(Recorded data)
<<<<
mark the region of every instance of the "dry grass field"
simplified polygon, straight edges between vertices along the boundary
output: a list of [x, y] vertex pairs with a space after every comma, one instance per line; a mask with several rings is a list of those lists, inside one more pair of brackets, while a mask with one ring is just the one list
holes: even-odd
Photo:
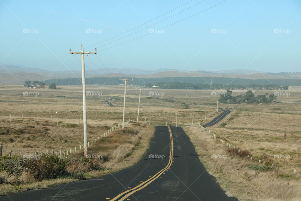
>>>>
Aim of the exercise
Update the items by replacing "dry grass field" with "wheat field" and keeping everything else the same. Leave the pictures out of your answer.

Exercise response
mark the region of every instance of the "wheat field"
simplified polygon, straight edges between vertices along the boundary
output: a list of [x, y] vertex pairs with a space after every comma, one instance per line; a mask with several rings is a list of those lists, inside one more pair of brackets, while a mask with one ring is just the one list
holes: even-odd
Photo:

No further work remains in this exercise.